What the exercise asks – Count the lines in the entries that contain the string "yellow". State nothing but the number.

Referring expression data
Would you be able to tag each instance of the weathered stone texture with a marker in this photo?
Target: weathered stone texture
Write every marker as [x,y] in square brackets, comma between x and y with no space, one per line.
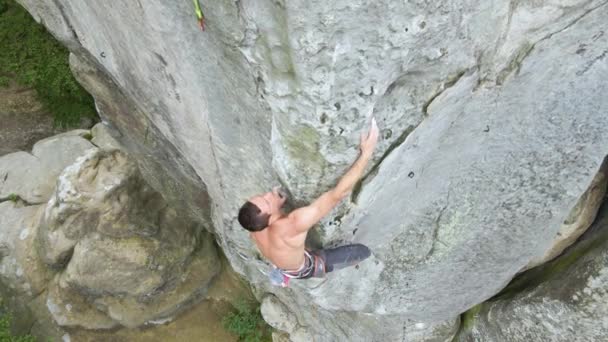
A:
[493,117]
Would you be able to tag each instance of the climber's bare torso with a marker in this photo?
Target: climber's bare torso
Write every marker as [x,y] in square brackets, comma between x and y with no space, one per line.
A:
[280,245]
[280,242]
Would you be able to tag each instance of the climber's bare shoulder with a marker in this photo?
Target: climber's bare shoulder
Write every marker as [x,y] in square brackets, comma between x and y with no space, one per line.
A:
[280,244]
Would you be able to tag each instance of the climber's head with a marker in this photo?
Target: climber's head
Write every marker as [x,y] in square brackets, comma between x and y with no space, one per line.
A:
[257,213]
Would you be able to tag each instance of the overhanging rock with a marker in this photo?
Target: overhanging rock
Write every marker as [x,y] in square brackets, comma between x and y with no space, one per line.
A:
[493,126]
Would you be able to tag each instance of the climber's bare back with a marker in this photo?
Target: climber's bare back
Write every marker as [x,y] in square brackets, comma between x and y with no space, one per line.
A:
[280,245]
[282,240]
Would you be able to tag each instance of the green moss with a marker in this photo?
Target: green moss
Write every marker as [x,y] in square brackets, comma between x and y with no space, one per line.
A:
[246,322]
[6,334]
[35,59]
[468,318]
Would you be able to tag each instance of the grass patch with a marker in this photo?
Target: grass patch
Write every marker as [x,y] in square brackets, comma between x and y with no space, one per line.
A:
[5,329]
[32,57]
[247,323]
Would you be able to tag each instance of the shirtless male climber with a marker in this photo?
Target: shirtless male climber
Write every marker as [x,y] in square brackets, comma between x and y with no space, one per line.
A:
[280,237]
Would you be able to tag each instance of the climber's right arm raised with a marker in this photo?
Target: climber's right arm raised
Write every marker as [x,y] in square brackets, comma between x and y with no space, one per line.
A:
[304,218]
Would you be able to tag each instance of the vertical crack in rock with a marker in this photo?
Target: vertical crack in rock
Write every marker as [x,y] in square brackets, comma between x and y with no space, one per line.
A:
[217,164]
[374,169]
[449,83]
[436,225]
[67,22]
[442,88]
[527,48]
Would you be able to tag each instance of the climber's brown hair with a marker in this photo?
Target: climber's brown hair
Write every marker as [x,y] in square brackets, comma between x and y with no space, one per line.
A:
[251,217]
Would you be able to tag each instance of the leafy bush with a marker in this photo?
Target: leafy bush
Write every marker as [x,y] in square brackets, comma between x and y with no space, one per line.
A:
[35,59]
[247,323]
[5,328]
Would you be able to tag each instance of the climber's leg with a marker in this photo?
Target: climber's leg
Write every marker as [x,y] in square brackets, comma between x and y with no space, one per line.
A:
[328,260]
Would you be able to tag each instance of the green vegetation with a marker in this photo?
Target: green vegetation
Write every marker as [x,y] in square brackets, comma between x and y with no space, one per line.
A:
[32,57]
[247,323]
[5,329]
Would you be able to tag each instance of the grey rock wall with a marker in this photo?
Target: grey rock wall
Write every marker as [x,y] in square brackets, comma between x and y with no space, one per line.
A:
[564,300]
[86,242]
[493,118]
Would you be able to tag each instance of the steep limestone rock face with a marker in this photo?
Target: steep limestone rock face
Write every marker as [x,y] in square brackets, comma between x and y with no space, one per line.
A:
[564,300]
[493,127]
[32,176]
[579,219]
[128,257]
[105,249]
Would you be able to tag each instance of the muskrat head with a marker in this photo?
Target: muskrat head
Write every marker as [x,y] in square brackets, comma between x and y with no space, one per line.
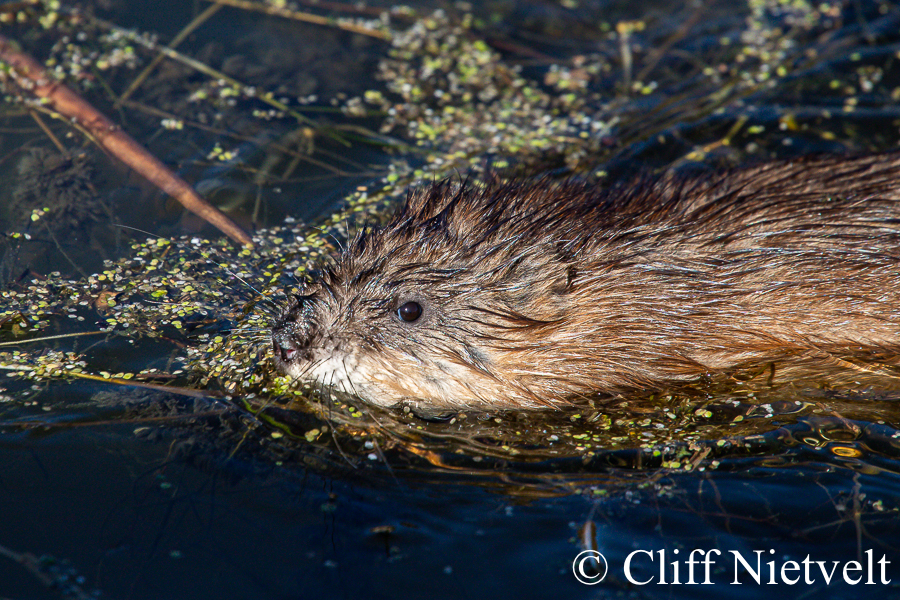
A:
[445,307]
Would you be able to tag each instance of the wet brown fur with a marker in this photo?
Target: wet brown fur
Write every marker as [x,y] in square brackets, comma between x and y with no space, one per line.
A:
[535,293]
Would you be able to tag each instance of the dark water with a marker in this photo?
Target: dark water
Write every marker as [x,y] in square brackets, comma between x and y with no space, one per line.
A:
[158,496]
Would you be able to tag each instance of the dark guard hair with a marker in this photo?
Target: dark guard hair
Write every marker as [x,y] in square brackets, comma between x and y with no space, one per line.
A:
[530,294]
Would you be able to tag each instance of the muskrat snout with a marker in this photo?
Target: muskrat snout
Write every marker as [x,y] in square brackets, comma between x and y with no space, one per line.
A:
[294,331]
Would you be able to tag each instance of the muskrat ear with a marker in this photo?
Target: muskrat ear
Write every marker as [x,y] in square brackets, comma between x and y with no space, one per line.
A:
[566,281]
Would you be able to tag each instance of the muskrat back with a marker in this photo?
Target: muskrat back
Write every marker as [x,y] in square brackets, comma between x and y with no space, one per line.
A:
[531,294]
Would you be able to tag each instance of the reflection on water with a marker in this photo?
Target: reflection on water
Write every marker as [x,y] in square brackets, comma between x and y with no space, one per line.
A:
[235,487]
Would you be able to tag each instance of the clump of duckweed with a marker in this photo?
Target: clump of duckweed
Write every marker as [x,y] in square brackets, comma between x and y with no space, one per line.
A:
[462,103]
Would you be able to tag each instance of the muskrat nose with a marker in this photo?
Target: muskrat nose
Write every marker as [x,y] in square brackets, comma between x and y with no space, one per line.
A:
[284,347]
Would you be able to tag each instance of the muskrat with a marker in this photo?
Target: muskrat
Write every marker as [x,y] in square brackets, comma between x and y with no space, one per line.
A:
[533,294]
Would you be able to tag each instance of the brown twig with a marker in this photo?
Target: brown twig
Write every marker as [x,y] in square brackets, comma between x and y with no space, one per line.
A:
[295,15]
[31,78]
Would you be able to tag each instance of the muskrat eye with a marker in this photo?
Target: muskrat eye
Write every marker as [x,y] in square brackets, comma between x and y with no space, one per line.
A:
[410,311]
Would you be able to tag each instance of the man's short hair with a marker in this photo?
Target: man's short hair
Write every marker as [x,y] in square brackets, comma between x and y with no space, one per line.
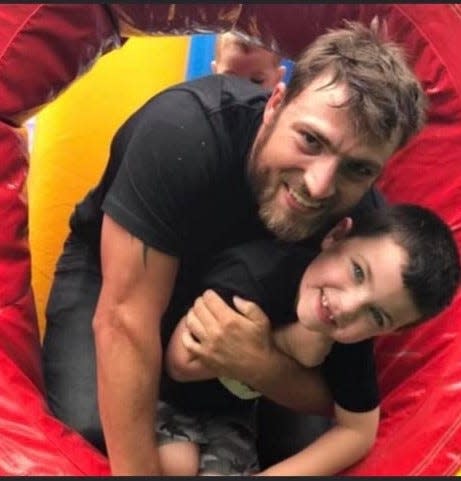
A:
[432,273]
[386,100]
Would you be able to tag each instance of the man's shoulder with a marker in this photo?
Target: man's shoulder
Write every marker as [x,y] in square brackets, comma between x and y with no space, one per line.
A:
[215,92]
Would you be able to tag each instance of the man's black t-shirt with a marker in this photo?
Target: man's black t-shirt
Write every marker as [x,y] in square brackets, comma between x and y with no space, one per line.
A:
[176,179]
[268,272]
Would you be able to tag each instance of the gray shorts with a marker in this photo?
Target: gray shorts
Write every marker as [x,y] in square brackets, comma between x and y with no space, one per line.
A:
[227,443]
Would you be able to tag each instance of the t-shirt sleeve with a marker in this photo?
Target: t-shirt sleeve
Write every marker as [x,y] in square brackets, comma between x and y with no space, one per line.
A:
[163,181]
[350,372]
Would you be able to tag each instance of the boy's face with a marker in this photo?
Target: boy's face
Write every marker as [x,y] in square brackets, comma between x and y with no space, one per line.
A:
[256,64]
[354,290]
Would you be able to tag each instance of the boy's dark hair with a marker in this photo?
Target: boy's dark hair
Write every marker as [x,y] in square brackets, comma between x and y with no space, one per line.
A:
[432,274]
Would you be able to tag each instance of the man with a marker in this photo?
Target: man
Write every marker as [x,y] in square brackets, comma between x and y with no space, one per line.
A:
[203,166]
[236,56]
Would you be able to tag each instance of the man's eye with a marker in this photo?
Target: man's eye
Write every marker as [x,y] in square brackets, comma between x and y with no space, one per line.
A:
[312,143]
[360,169]
[359,275]
[377,317]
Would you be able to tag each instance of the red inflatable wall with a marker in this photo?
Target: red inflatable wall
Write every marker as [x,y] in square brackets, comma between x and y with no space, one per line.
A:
[44,47]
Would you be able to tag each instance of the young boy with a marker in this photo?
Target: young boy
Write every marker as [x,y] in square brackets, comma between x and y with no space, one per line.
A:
[236,56]
[395,269]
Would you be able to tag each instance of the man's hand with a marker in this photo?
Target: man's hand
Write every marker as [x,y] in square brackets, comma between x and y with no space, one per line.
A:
[233,343]
[239,344]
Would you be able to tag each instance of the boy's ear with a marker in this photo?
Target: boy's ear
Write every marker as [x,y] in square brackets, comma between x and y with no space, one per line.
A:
[278,94]
[281,73]
[339,231]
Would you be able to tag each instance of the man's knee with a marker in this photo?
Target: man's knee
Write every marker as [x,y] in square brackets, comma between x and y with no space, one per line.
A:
[81,416]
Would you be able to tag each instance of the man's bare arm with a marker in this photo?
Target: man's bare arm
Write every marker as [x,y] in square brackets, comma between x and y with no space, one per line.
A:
[136,288]
[180,364]
[239,345]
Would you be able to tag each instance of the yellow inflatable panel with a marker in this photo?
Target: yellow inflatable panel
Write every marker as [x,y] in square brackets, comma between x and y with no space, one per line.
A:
[72,139]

Task output – 2